→ **Source excerpt**:
_ _ _ _ _ _ _

It seems to be my special duty to ask the favorable consideration of the Legislature to the condition and wants of the institution for the care of the Feeble-minded. Until lately, this institution was regarded as an experiment; it is now an established success, and is effecting an amount of good for the unfortunates under its care that fully justifies its increased demands upon the treasury. It appears to me that a competent board (and I know of none more competent than the present trustees of the institution, and the superintendent,) should be appointed to select a location that affords all the requisite facilities, and erect thereon a building suitable to its wants. Such buildings as should be provided need not be expensive, but should be adequate to the wants of the class intended to be aided.

INTERNATIONAL PRISON REFORM CONGRESS.

I also have the honor to submit to the General Assembly the able report of Rev. Nehemiah Pierce, one of the delegates appointed by me, under the authority of a joint resolution adopted at the last session of the General Assembly, to attend a meeting of the International Prison Reform Congress which assembled at Middle Temple Hall, in the city of London, in July last.

Mr. Pierce attended the deliberations of the congress, and the report made by him embodies much highly valuable information upon the interesting subjects that claimed the attention of the congress.

The services rendered by Mr. Pierce in attending the congress were entirely gratuitous, and I submit that it would be worthy of the liberality of the General Assembly to appropriate a sufficient sum to repay him for the expenses incurred in preparing his most valuable report.

The reports relating to the Industrial University and the Normal institutions will show the condition of those institutions, and I commend them to the favorable consideration of the General Assembly.

NEW STATE HOUSE.

The commissioners for the erection of the new State House, as will appear by their report, have made considerable progress in the work, and have discharged their duties with fidelity to the State. I cannot doubt but that appropriations will be made and the building pushed forward to completion.

There are other subjects that will demand the attention of the General Assembly, and that might with propriety be mentioned; but as the distinguished citizen who will succeed me has large experience in the affairs of the State, I cannot doubt but that they have already secured his attention, and that his views and recommendations will be submitted to you at an early day.

CONCLUSION.

I am not willing to close this communication and my official connection with the government, without expressing something of my gratitude to the people for the honor they conferred upon me with the chief magistracy of the State. No one is more conscious than I am, that in the necessarily active share I have taken in the varied affairs of this great commonwealth I have, in the judgment of some, committed mistakes; but I have, in all my important official acts, been governed by my own. convictions of duty, only anxious that the free people of the State, to whose candid judgment alone I am responsible, should fully understand my conduct and its reasons and motives, and then decide to approve or relieve themselves from the consequences of what they may regard as my mistakes, by selecting a citizen for my successor who will avoid any error they may think I have committed.

During my administration of the government of the State, I have steadily acted upon political principles that I have always cherished as being essential to the well being of my countrymen. I have never faltered in the assertion of the rights of all men to liberty. Habitually distrustful of power, I have insisted upon subjecting all claims of a right to govern the people or to exercise any authority over them to the test of the Constitution, and I have never willingly submitted to any pretension of any person claiming power to act under the authority of the government of the United States, unless the power claimed was found to have been expressly granted or was necessarily implied in some grant of power contained in the Federal Constitution. And when the authority sought to be exercised has been claimed under a State, I have as earnestly sought to know that it was not comprehended within some power the people of the State have, by their Constitution, reserved to themselves or forbidden to be exercised by others. I have, at all times, regarded it as amongst my solemn duties to obey the Constitution of the United States, and to aid in defending the government created by that instrument, in the exercise of all its just powers, nor have I felt that my duty to support the Constitution of the United States originated in my official oath to do so.

_ _ _ _ _ _ _

→ **Task list**:
1/ Using the source excerpt, decide whether each of the following statements agrees with it, answering yes or no and quoting the words that settle each one: (a) Mr. Pierce was paid for his services in attending the congress; (b) the International Prison Reform Congress met at Middle Temple Hall in London; (c) the institution for the Feeble-minded is still regarded as an experiment.
2/ Return the records exactly as they appear, starting with the line that contains "Might you point out the yellow hoodie" and continuing up to and including the last line of the records.

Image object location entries

_ _ _ _ _ _ _

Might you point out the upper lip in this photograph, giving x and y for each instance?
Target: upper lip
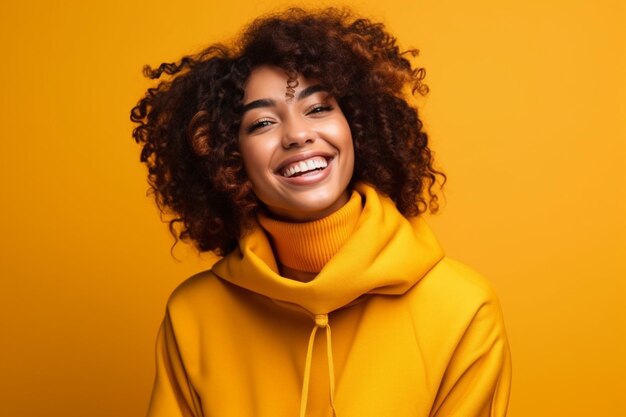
(301, 157)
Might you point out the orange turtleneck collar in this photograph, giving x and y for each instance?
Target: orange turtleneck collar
(309, 246)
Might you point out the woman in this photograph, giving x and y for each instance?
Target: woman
(295, 156)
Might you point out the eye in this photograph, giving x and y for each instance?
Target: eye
(319, 108)
(258, 124)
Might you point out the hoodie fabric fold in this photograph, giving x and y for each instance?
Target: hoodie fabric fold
(414, 333)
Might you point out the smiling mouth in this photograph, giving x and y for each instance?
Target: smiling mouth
(304, 167)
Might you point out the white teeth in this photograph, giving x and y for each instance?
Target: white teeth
(304, 166)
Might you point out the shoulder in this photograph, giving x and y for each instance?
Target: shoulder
(453, 279)
(196, 292)
(455, 293)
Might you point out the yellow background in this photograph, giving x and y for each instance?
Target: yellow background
(527, 116)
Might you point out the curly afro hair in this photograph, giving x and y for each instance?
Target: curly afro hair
(188, 124)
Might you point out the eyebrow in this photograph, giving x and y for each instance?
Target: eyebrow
(268, 102)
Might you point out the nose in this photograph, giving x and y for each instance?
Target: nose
(297, 133)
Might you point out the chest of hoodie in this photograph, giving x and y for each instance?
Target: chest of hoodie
(252, 353)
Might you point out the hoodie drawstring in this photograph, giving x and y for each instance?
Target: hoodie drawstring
(321, 321)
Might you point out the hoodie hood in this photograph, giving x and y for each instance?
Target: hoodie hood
(386, 254)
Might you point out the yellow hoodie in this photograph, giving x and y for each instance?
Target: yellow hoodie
(414, 333)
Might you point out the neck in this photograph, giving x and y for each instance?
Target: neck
(303, 249)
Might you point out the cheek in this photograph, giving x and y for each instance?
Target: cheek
(255, 162)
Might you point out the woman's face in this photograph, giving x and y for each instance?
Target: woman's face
(298, 151)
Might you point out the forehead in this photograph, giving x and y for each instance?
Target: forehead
(270, 82)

_ _ _ _ _ _ _

→ **Solved problems**:
1/
(a) No: "The services rendered by Mr. Pierce in attending the congress were entirely gratuitous"
(b) Yes: "assembled at Middle Temple Hall, in the city of London"
(c) No: "Until lately, this institution was regarded as an experiment; it is now an established success"

2/
Might you point out the yellow hoodie in this photograph, giving x and y for each instance?
Target: yellow hoodie
(414, 333)
Might you point out the neck in this photograph, giving x and y for each instance?
Target: neck
(303, 249)
Might you point out the cheek in this photograph, giving x and y for each instance?
Target: cheek
(255, 162)
Might you point out the woman's face in this photograph, giving x and y for each instance?
Target: woman's face
(298, 151)
Might you point out the forehead in this photograph, giving x and y for each instance?
Target: forehead
(270, 82)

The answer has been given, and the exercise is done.